In the records below, the line with "Mark each instance of the green leafy" opens the range and the line with "Mark each instance of the woven" closes it; print that range exactly and nothing else.
"""
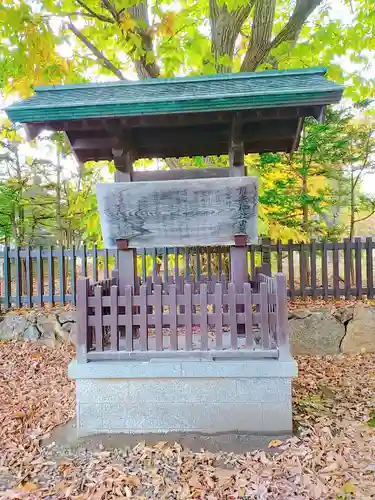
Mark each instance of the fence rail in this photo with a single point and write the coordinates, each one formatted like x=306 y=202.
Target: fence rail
x=148 y=321
x=38 y=276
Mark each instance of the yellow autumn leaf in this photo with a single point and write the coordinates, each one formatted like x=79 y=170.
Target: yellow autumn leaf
x=274 y=443
x=19 y=414
x=348 y=488
x=127 y=24
x=27 y=487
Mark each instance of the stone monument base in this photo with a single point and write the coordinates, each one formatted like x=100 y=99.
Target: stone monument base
x=184 y=396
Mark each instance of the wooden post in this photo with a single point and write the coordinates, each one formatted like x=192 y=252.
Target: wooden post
x=282 y=329
x=266 y=256
x=238 y=271
x=82 y=319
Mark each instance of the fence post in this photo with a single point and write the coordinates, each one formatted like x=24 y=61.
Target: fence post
x=6 y=278
x=239 y=272
x=282 y=328
x=266 y=256
x=82 y=319
x=369 y=266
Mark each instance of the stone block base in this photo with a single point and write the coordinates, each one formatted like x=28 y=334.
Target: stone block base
x=188 y=396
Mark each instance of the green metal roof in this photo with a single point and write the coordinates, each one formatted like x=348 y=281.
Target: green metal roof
x=178 y=95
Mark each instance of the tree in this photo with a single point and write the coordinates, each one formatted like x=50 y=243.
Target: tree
x=73 y=39
x=299 y=191
x=359 y=161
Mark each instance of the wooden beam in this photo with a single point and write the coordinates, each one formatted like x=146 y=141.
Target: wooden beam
x=123 y=160
x=33 y=130
x=236 y=147
x=172 y=175
x=177 y=120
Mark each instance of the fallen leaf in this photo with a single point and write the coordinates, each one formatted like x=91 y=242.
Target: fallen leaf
x=160 y=445
x=19 y=414
x=27 y=487
x=274 y=443
x=348 y=488
x=223 y=475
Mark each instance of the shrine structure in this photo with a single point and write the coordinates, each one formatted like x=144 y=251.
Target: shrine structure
x=158 y=356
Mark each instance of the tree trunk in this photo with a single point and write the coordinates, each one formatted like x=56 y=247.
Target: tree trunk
x=58 y=197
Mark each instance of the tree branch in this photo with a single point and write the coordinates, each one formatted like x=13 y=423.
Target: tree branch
x=144 y=69
x=256 y=56
x=261 y=32
x=101 y=57
x=225 y=28
x=100 y=17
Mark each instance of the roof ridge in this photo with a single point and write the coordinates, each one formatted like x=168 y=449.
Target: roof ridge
x=188 y=98
x=184 y=79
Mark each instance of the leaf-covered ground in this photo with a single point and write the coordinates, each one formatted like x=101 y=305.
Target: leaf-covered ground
x=333 y=456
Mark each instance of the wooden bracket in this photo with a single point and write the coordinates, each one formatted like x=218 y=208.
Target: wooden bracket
x=236 y=147
x=240 y=240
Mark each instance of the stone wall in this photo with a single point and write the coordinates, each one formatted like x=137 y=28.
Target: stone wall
x=327 y=330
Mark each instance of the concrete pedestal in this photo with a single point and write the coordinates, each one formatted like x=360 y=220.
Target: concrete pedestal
x=184 y=396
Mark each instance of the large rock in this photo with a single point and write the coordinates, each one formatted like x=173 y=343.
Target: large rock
x=318 y=332
x=360 y=333
x=12 y=327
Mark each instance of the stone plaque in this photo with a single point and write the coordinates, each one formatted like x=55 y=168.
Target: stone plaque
x=178 y=213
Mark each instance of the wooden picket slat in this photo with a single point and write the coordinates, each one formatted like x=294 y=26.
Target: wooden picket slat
x=128 y=318
x=187 y=263
x=176 y=270
x=219 y=261
x=29 y=279
x=62 y=275
x=325 y=270
x=82 y=320
x=94 y=264
x=291 y=269
x=209 y=264
x=248 y=315
x=197 y=264
x=84 y=261
x=154 y=264
x=172 y=292
x=165 y=264
x=6 y=279
x=203 y=317
x=51 y=276
x=18 y=272
x=264 y=325
x=105 y=264
x=313 y=268
x=302 y=269
x=188 y=317
x=336 y=270
x=143 y=328
x=279 y=256
x=143 y=261
x=358 y=267
x=347 y=263
x=73 y=265
x=158 y=318
x=98 y=318
x=114 y=318
x=369 y=268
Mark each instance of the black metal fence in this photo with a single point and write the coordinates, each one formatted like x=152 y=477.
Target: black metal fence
x=38 y=276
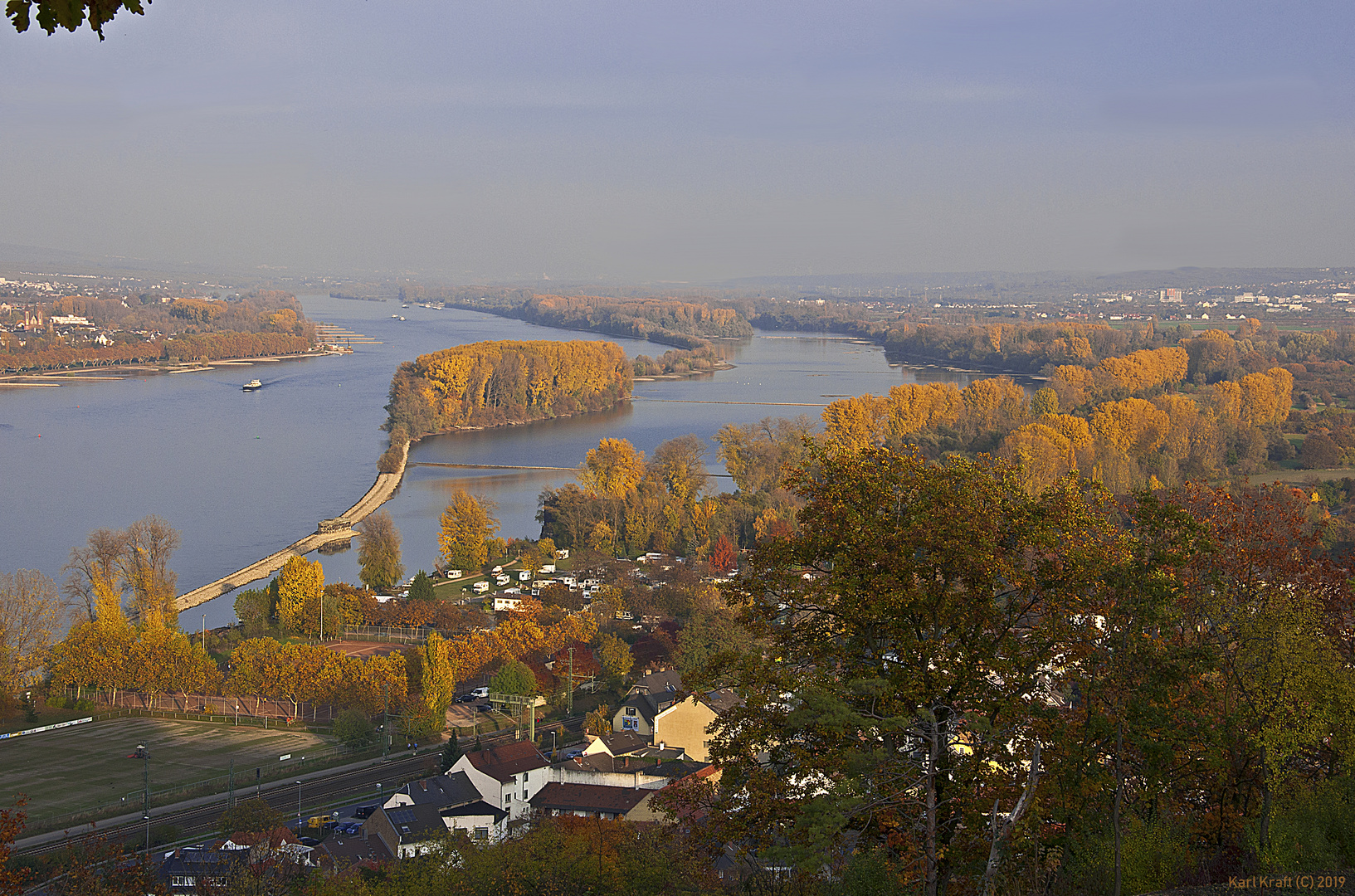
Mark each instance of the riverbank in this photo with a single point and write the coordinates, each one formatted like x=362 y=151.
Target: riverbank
x=51 y=378
x=339 y=529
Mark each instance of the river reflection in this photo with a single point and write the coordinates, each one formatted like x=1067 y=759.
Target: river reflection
x=243 y=475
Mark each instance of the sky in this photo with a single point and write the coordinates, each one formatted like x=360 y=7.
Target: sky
x=689 y=141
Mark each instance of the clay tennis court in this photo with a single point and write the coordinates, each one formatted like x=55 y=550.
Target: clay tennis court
x=87 y=765
x=366 y=648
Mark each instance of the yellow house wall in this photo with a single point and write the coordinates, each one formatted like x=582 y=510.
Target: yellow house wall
x=685 y=725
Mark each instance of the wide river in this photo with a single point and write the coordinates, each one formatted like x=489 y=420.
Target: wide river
x=244 y=474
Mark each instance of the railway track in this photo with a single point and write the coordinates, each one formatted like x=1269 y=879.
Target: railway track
x=357 y=785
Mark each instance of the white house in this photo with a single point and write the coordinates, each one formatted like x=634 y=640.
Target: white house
x=507 y=777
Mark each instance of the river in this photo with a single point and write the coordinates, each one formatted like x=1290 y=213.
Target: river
x=244 y=474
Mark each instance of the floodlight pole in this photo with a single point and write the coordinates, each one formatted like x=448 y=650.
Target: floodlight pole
x=145 y=792
x=571 y=681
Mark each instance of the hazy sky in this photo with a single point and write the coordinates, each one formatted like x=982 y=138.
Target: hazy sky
x=687 y=141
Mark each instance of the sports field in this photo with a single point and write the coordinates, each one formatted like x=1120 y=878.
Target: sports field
x=87 y=765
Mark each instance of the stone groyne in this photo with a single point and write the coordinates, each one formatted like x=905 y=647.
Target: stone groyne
x=338 y=529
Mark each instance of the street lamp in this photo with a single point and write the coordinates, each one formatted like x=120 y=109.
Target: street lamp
x=145 y=789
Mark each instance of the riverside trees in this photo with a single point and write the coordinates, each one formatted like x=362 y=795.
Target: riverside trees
x=953 y=670
x=114 y=562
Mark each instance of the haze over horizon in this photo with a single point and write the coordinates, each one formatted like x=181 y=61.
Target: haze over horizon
x=640 y=141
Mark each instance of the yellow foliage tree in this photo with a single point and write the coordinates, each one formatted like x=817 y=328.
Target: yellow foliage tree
x=612 y=470
x=1041 y=453
x=300 y=587
x=1133 y=426
x=466 y=529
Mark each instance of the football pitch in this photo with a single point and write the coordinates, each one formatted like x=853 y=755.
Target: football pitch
x=85 y=766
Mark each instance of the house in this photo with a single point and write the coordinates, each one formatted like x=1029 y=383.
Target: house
x=195 y=869
x=646 y=699
x=507 y=777
x=595 y=801
x=617 y=744
x=407 y=831
x=687 y=723
x=621 y=772
x=338 y=853
x=457 y=800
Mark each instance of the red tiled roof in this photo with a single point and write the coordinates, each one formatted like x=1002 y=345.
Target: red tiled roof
x=509 y=761
x=588 y=797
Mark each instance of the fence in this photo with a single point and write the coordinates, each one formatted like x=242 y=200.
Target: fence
x=209 y=705
x=406 y=635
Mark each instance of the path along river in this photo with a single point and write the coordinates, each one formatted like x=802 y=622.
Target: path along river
x=246 y=474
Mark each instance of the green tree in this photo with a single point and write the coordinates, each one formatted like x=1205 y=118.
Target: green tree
x=617 y=658
x=422 y=587
x=704 y=636
x=59 y=14
x=514 y=677
x=943 y=592
x=300 y=587
x=450 y=754
x=378 y=552
x=256 y=609
x=466 y=528
x=353 y=728
x=250 y=816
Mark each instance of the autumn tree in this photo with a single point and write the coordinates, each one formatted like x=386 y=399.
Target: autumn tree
x=378 y=552
x=94 y=573
x=300 y=587
x=939 y=592
x=30 y=616
x=612 y=470
x=514 y=677
x=439 y=677
x=145 y=568
x=466 y=529
x=617 y=659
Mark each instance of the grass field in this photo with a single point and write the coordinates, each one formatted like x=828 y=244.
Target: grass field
x=87 y=765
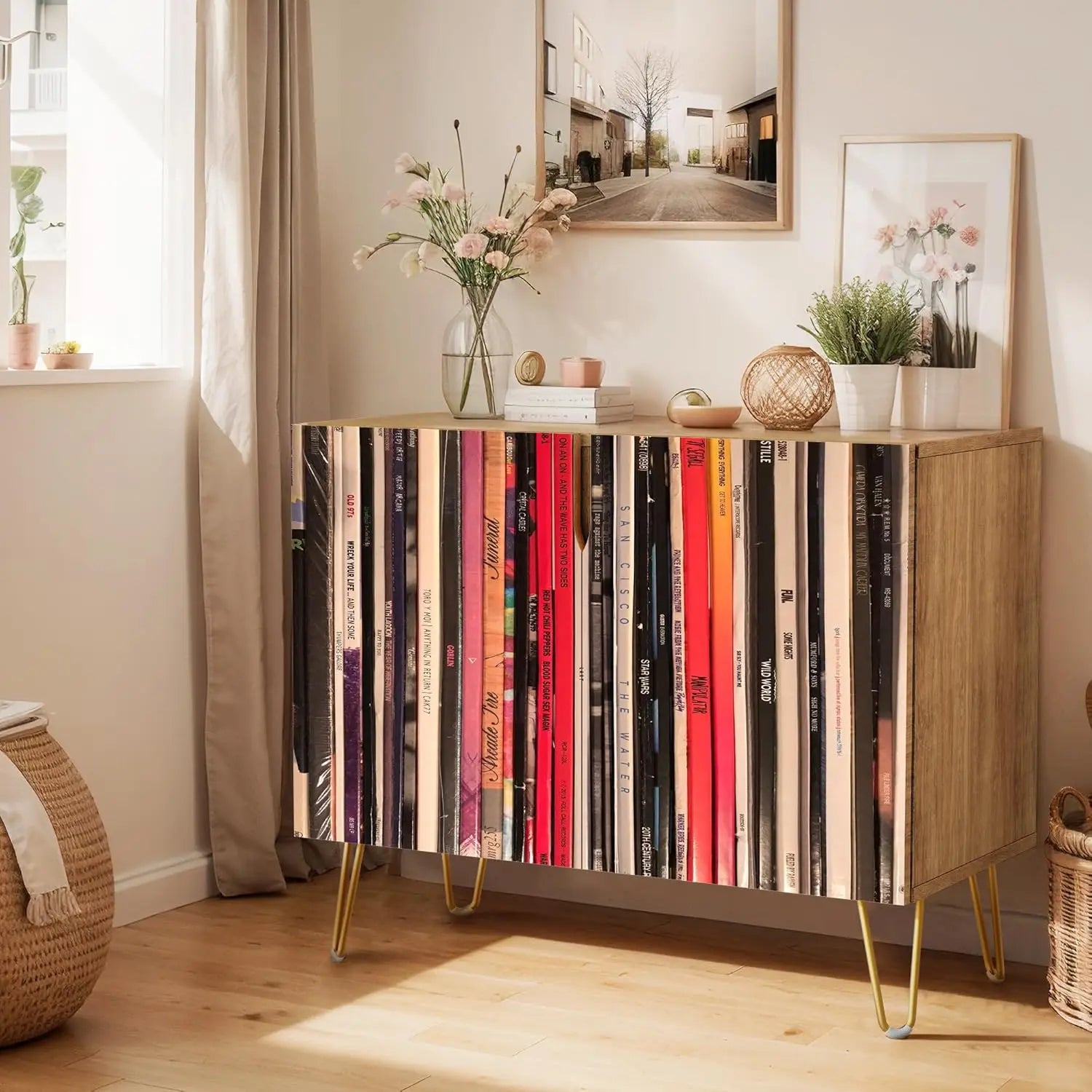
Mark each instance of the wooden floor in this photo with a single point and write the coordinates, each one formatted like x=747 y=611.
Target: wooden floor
x=530 y=996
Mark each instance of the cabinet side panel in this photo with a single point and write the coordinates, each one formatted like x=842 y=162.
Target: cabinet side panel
x=976 y=657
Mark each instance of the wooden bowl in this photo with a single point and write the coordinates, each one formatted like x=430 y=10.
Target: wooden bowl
x=705 y=416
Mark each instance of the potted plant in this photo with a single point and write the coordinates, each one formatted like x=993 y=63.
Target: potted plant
x=66 y=355
x=22 y=333
x=865 y=331
x=480 y=253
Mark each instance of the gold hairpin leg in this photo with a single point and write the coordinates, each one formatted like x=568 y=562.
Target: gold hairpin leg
x=995 y=965
x=449 y=895
x=915 y=967
x=347 y=886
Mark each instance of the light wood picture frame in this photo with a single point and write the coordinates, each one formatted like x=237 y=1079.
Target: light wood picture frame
x=939 y=212
x=720 y=153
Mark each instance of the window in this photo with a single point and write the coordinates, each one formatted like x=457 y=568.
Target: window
x=550 y=68
x=100 y=115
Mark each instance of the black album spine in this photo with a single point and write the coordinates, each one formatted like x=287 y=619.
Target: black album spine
x=644 y=655
x=864 y=709
x=885 y=461
x=816 y=681
x=410 y=661
x=318 y=498
x=660 y=521
x=367 y=629
x=451 y=633
x=596 y=655
x=520 y=644
x=764 y=694
x=607 y=631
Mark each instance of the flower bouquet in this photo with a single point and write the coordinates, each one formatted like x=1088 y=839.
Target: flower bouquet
x=480 y=253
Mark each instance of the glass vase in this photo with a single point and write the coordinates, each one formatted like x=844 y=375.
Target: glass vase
x=476 y=363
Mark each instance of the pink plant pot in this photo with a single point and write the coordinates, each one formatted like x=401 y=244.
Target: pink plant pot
x=582 y=371
x=23 y=345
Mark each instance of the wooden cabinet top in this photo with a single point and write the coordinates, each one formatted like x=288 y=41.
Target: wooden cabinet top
x=927 y=443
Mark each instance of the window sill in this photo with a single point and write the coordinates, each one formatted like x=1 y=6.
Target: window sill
x=41 y=377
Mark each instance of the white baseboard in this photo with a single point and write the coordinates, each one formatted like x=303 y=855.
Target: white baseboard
x=164 y=886
x=947 y=928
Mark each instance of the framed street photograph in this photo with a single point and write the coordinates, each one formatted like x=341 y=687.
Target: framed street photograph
x=939 y=214
x=668 y=114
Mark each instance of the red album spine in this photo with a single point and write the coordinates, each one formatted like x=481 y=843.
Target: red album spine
x=544 y=764
x=699 y=721
x=563 y=666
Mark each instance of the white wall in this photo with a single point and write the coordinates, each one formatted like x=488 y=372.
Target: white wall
x=100 y=596
x=676 y=309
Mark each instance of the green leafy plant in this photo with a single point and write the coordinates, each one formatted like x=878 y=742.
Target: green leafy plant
x=860 y=323
x=30 y=207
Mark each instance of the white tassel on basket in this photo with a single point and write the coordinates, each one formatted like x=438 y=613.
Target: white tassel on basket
x=37 y=851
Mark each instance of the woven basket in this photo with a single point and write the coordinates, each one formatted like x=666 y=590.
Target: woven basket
x=1069 y=855
x=47 y=972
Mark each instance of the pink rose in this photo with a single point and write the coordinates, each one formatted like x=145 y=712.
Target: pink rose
x=472 y=245
x=537 y=242
x=498 y=225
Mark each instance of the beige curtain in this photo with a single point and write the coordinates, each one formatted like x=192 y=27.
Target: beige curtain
x=261 y=368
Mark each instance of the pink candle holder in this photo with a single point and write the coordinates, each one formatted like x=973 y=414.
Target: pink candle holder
x=582 y=371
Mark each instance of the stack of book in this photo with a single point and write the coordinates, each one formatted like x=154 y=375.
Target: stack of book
x=585 y=405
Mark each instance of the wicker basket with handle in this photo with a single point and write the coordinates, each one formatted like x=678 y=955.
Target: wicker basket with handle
x=1069 y=856
x=47 y=972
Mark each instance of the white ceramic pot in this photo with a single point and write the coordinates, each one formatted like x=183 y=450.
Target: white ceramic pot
x=67 y=362
x=930 y=397
x=865 y=395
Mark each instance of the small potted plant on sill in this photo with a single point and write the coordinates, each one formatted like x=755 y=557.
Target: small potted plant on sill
x=865 y=331
x=23 y=334
x=63 y=356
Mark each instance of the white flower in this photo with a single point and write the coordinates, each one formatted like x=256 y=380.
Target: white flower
x=411 y=264
x=561 y=199
x=430 y=253
x=472 y=245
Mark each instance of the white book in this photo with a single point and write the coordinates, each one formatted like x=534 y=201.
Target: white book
x=299 y=779
x=901 y=672
x=571 y=397
x=786 y=688
x=428 y=640
x=352 y=644
x=744 y=845
x=802 y=672
x=625 y=742
x=338 y=756
x=580 y=705
x=569 y=415
x=678 y=657
x=378 y=618
x=838 y=663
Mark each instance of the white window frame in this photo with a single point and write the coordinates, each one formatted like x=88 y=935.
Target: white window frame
x=178 y=290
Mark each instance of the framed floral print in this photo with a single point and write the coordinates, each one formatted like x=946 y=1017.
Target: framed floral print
x=939 y=213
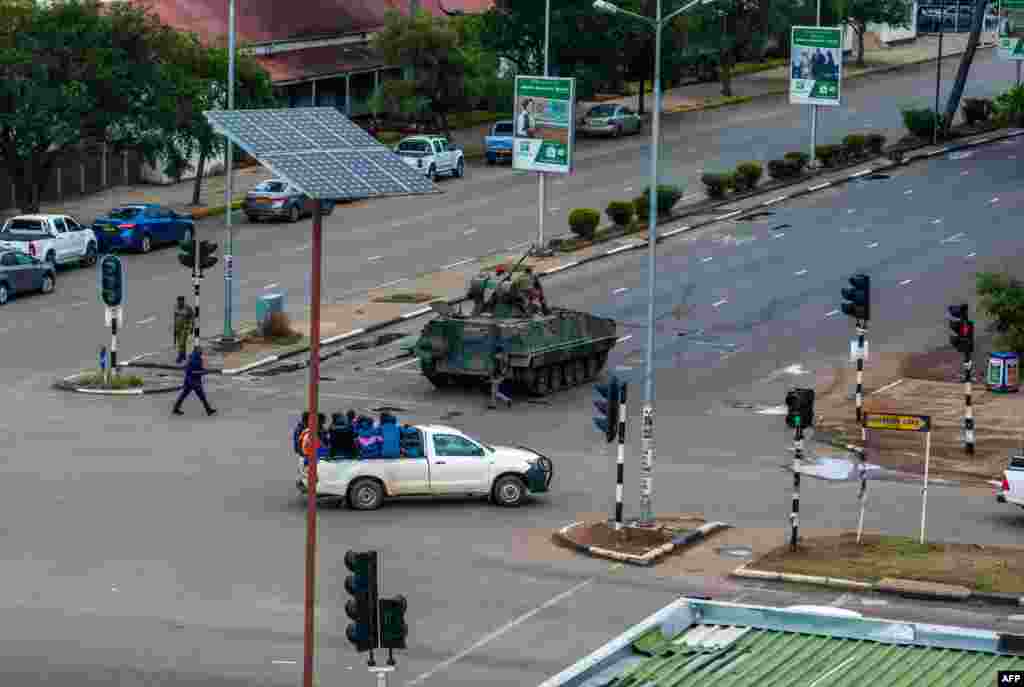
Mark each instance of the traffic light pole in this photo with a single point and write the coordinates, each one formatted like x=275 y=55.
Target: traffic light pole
x=621 y=460
x=310 y=618
x=798 y=457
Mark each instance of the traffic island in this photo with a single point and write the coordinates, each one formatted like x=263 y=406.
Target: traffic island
x=135 y=383
x=634 y=544
x=897 y=565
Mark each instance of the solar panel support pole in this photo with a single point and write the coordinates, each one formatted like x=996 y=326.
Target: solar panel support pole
x=310 y=592
x=228 y=335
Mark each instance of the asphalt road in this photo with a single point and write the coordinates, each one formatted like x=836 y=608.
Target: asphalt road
x=493 y=209
x=140 y=549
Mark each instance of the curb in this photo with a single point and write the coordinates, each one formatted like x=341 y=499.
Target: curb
x=901 y=588
x=642 y=243
x=561 y=537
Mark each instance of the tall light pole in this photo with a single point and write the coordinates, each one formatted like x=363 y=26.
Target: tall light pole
x=228 y=340
x=647 y=413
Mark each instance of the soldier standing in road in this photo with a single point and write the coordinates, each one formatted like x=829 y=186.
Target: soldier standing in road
x=184 y=317
x=195 y=372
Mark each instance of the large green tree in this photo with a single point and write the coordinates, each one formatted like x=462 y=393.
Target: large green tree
x=857 y=14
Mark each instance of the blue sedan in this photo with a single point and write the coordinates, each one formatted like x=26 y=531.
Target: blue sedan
x=140 y=227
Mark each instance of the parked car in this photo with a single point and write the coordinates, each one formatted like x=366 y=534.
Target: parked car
x=610 y=120
x=20 y=272
x=275 y=199
x=431 y=155
x=498 y=144
x=445 y=463
x=57 y=240
x=140 y=227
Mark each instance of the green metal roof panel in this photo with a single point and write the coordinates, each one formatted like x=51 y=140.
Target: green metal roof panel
x=705 y=655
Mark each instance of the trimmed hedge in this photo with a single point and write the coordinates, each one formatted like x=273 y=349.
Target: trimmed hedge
x=748 y=174
x=584 y=222
x=621 y=212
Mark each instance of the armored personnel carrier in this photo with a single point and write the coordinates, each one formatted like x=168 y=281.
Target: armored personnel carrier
x=512 y=335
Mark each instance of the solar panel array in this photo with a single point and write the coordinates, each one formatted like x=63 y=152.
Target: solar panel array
x=321 y=152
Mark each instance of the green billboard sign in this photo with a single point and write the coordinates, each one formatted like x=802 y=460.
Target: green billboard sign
x=816 y=66
x=545 y=124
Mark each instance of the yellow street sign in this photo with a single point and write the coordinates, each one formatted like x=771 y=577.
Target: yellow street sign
x=898 y=421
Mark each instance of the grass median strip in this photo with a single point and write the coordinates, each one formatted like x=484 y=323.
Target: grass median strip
x=984 y=568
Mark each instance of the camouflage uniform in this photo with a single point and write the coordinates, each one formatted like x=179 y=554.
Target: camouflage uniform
x=183 y=319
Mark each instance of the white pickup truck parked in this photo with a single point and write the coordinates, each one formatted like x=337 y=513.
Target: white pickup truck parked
x=448 y=463
x=1012 y=488
x=57 y=240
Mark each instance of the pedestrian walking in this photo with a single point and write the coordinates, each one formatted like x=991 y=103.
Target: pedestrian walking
x=184 y=317
x=195 y=371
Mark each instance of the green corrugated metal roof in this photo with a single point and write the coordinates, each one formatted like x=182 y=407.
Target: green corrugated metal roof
x=732 y=656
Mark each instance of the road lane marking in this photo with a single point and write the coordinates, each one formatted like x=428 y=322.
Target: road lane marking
x=888 y=386
x=511 y=625
x=400 y=365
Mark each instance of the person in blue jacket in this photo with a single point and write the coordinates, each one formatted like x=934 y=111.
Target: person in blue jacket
x=194 y=383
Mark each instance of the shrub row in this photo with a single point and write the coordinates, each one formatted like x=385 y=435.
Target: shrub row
x=584 y=221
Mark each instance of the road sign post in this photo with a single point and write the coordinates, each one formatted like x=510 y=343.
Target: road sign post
x=907 y=423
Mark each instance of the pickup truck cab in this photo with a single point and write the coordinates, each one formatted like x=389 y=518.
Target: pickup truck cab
x=432 y=156
x=58 y=240
x=448 y=463
x=498 y=144
x=1012 y=488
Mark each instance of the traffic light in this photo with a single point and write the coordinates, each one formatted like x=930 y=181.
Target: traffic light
x=859 y=297
x=186 y=253
x=393 y=627
x=206 y=257
x=800 y=408
x=111 y=281
x=361 y=608
x=963 y=338
x=612 y=393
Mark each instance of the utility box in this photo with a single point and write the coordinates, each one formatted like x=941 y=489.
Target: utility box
x=1004 y=373
x=265 y=307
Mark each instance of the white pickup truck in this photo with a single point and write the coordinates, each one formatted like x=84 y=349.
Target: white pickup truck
x=449 y=464
x=1012 y=488
x=57 y=240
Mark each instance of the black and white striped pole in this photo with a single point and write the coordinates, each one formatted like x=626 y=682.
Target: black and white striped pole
x=621 y=459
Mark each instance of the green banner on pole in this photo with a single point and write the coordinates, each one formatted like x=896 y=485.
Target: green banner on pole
x=816 y=66
x=545 y=124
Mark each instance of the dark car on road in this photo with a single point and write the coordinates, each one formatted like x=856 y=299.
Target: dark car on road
x=20 y=272
x=140 y=227
x=275 y=199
"""
▸ Task result
Mark each instance of the green leafy plant in this photo with a single point and write the coordinates, each one formatted like x=878 y=742.
Target: green leafy plant
x=860 y=323
x=30 y=207
Mark each instance of the white tassel on basket in this photo with a single point and write the coordinates, each one formatted like x=438 y=613.
Target: white tassel on basket
x=37 y=851
Mark each instance of the woven basket in this photo with a single point and write the coordinates, each one formatted like x=666 y=590.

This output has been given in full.